- _DATA SECTION_:
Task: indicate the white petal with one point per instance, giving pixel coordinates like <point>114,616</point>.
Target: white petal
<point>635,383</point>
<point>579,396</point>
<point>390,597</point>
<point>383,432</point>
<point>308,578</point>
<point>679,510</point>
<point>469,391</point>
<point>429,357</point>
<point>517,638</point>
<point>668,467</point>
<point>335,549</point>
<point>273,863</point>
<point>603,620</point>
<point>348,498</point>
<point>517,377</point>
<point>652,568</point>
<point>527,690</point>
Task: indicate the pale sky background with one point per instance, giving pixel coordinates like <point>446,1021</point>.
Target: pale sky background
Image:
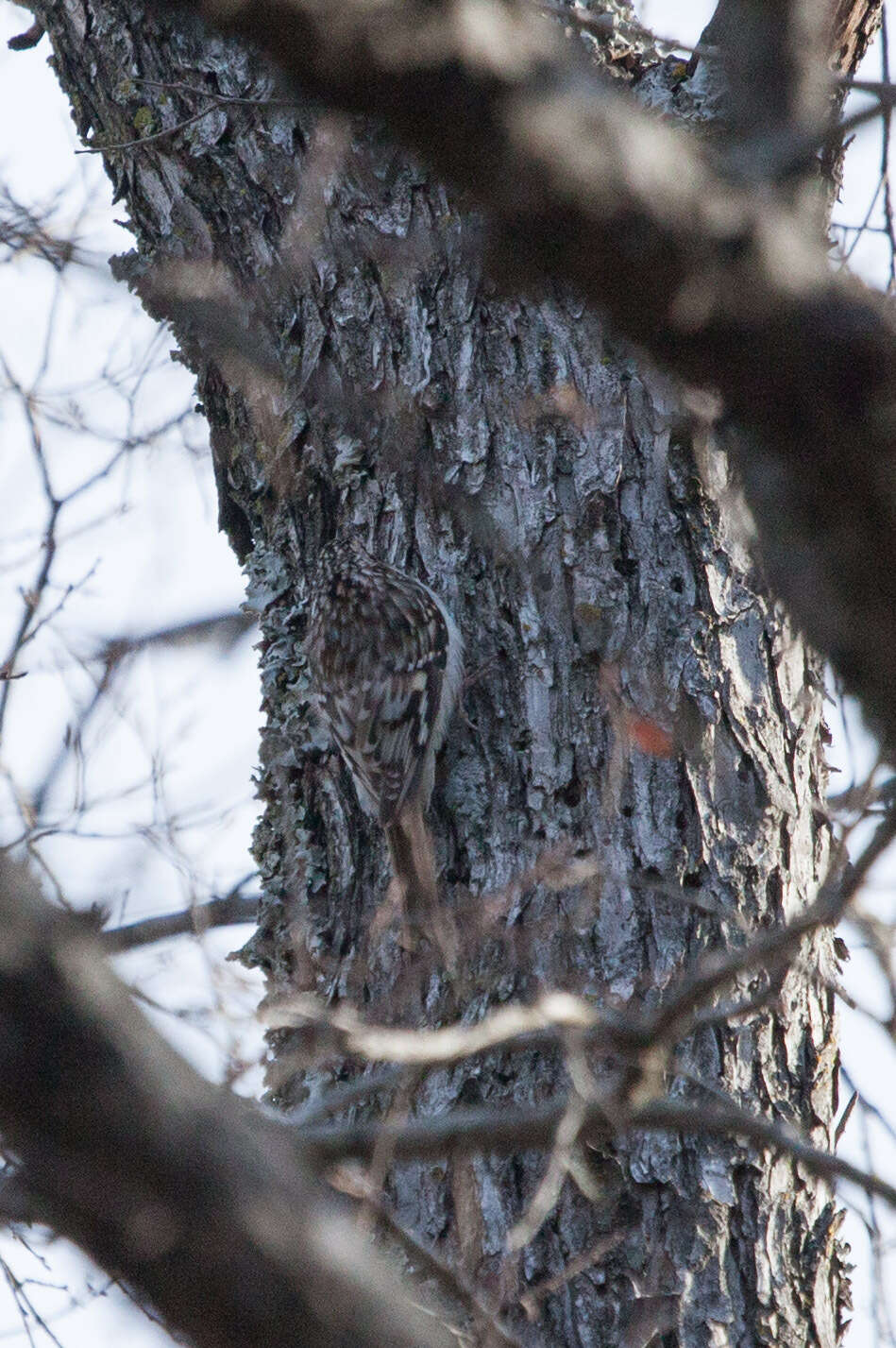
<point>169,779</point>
--
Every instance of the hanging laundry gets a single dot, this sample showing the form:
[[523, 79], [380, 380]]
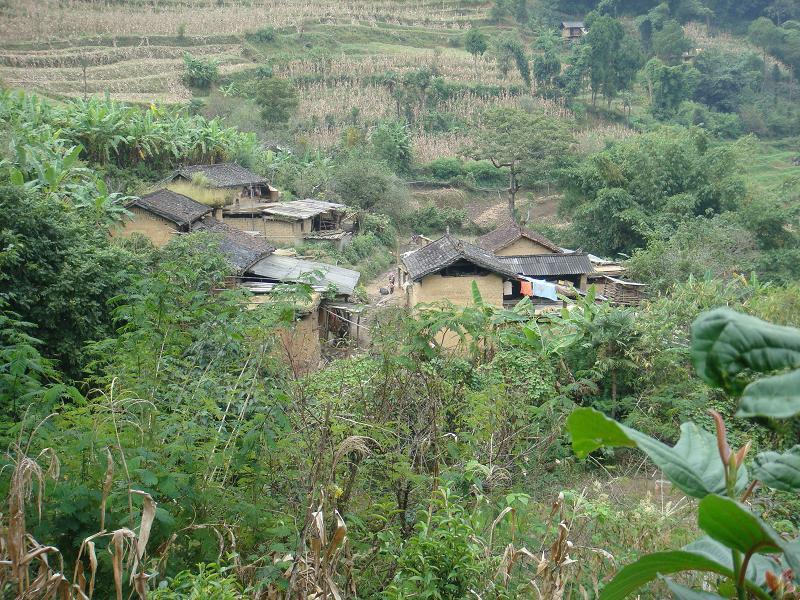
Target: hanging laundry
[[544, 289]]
---
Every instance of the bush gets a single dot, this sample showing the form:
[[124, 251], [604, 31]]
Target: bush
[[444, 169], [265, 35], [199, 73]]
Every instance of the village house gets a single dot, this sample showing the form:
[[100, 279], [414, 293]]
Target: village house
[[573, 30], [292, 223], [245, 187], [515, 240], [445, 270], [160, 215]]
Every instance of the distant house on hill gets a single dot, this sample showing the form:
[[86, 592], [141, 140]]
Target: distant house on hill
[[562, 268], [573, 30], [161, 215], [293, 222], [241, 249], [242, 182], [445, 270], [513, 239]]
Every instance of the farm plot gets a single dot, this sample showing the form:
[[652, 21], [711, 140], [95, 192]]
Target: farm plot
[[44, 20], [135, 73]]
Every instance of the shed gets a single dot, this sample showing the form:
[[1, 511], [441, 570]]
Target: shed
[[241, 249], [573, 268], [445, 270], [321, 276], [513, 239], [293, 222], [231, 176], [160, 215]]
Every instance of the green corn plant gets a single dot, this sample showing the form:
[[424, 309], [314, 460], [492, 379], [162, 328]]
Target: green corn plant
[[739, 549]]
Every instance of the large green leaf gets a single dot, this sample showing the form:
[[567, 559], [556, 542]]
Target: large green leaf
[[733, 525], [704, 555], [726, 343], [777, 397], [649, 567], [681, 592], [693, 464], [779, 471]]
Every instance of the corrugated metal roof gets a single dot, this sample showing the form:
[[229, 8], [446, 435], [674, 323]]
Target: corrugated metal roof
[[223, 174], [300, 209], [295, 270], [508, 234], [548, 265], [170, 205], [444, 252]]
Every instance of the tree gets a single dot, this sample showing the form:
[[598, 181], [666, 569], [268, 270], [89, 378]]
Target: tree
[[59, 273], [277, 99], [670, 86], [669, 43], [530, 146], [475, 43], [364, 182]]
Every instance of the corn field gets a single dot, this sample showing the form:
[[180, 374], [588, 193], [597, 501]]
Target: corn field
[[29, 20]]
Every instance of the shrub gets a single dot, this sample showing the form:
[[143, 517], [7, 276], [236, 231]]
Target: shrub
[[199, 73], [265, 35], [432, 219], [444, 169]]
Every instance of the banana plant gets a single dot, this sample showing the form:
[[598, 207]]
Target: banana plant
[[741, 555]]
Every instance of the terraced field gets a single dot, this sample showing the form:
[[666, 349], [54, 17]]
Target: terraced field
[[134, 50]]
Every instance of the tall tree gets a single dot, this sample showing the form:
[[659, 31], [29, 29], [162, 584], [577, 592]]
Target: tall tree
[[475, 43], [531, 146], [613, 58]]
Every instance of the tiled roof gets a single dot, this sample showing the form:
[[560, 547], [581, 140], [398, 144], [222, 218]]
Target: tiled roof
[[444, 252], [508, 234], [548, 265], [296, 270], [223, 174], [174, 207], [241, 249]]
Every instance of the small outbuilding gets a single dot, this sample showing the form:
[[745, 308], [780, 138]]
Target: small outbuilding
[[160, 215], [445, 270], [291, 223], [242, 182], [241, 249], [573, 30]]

- _EXERCISE DIRECTIONS_: Could you give the lines that open with the one containing "Every instance of the banana" and close with the one containing "249], [573, 30]]" once more, switching each "gets a single dot" to "receives one mark" and leaving everything else unchanged?

- _WRITTEN SOLUTION_:
Every instance of the banana plant receives one mark, this sample showing the form:
[[598, 207]]
Target: banana plant
[[741, 555]]
Every instance of the terraced field receives one mark, this sample showing the form:
[[666, 349], [54, 17]]
Target: terraced field
[[134, 50]]
Every instance of the tall tree receives one mark, this sample showing the form:
[[659, 31], [29, 29], [162, 584], [577, 592]]
Target: tall tree
[[475, 43], [531, 146], [613, 58]]
Every instance of the tiled roof receives one mark, this sample showing the form:
[[560, 547], [581, 140], [398, 144], [222, 218]]
Target: tiled roof
[[444, 252], [508, 234], [548, 265], [296, 270], [223, 174], [174, 207], [241, 249]]
Every instance of the small outbuilding receives one mark, this sample showing the form:
[[745, 308], [780, 138]]
Target: small outbuilding
[[160, 215], [445, 270], [291, 223], [242, 182], [241, 249], [573, 30]]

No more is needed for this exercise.